• _Action item_:
What you give back should match the records word for word.
# # # #
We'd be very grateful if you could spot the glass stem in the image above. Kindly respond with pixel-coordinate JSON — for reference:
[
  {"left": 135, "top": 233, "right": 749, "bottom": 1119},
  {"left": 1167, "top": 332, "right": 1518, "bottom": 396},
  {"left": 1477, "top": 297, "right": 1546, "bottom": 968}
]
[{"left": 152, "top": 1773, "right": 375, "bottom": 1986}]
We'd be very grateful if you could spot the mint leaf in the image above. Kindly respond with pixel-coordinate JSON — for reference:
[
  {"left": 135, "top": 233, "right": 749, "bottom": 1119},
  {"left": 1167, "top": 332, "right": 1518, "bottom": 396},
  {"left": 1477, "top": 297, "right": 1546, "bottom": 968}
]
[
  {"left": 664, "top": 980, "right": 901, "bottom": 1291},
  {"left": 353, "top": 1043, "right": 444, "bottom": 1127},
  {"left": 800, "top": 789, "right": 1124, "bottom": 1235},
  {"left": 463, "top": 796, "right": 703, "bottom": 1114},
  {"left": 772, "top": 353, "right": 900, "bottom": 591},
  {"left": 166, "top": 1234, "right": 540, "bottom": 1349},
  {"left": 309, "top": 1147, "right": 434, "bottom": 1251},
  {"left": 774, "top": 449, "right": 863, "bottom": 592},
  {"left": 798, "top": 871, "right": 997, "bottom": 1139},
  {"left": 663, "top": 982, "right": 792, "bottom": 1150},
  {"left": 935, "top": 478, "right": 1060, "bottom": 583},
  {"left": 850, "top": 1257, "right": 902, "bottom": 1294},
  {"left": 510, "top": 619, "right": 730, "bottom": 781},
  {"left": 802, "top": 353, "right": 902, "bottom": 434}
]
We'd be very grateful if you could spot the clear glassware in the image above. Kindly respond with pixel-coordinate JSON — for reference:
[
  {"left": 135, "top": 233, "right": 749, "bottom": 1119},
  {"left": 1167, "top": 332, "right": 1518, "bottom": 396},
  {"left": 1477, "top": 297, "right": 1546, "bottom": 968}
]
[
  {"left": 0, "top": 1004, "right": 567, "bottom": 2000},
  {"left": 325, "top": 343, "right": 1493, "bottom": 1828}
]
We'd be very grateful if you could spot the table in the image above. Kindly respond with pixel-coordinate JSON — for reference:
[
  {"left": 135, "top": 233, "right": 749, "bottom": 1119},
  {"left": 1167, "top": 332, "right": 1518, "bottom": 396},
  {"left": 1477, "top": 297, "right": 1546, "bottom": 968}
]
# # # #
• _Expected answer_:
We'd be very grateful if you could spot the glass stem in the image above. Kindly respond with pixel-coordinate JSON — for reference:
[
  {"left": 135, "top": 233, "right": 749, "bottom": 1119},
  {"left": 1167, "top": 332, "right": 1518, "bottom": 396},
  {"left": 1477, "top": 297, "right": 1546, "bottom": 968}
]
[{"left": 152, "top": 1773, "right": 375, "bottom": 1986}]
We'd be very grateful if you could spot the mint leaf in the image above. Kindly respond with pixel-coordinate JSON — for reference:
[
  {"left": 135, "top": 233, "right": 749, "bottom": 1119},
  {"left": 1167, "top": 332, "right": 1518, "bottom": 396},
  {"left": 1477, "top": 297, "right": 1546, "bottom": 968}
]
[
  {"left": 664, "top": 980, "right": 901, "bottom": 1291},
  {"left": 353, "top": 1043, "right": 444, "bottom": 1127},
  {"left": 800, "top": 789, "right": 1124, "bottom": 1235},
  {"left": 463, "top": 796, "right": 703, "bottom": 1114},
  {"left": 772, "top": 353, "right": 900, "bottom": 591},
  {"left": 166, "top": 1234, "right": 540, "bottom": 1349},
  {"left": 309, "top": 1147, "right": 434, "bottom": 1251},
  {"left": 774, "top": 449, "right": 863, "bottom": 592},
  {"left": 798, "top": 871, "right": 997, "bottom": 1139},
  {"left": 663, "top": 982, "right": 792, "bottom": 1150},
  {"left": 935, "top": 478, "right": 1060, "bottom": 583},
  {"left": 850, "top": 1257, "right": 902, "bottom": 1294},
  {"left": 510, "top": 619, "right": 730, "bottom": 781},
  {"left": 802, "top": 353, "right": 902, "bottom": 434}
]
We'd be very grateful if you could spot the clear glassware in the image above. Kindly respond with pixel-coordinate JSON — for reference:
[
  {"left": 135, "top": 233, "right": 749, "bottom": 1119},
  {"left": 1167, "top": 332, "right": 1518, "bottom": 396},
  {"left": 1477, "top": 297, "right": 1546, "bottom": 968}
]
[
  {"left": 0, "top": 1004, "right": 567, "bottom": 2000},
  {"left": 325, "top": 343, "right": 1493, "bottom": 1828}
]
We'd be very grateful if you could spot the table in the image above. Kindly respond with pixel-coordinate JSON — for reference:
[
  {"left": 135, "top": 233, "right": 749, "bottom": 1119},
  {"left": 1167, "top": 332, "right": 1518, "bottom": 396},
  {"left": 1477, "top": 297, "right": 1546, "bottom": 968}
]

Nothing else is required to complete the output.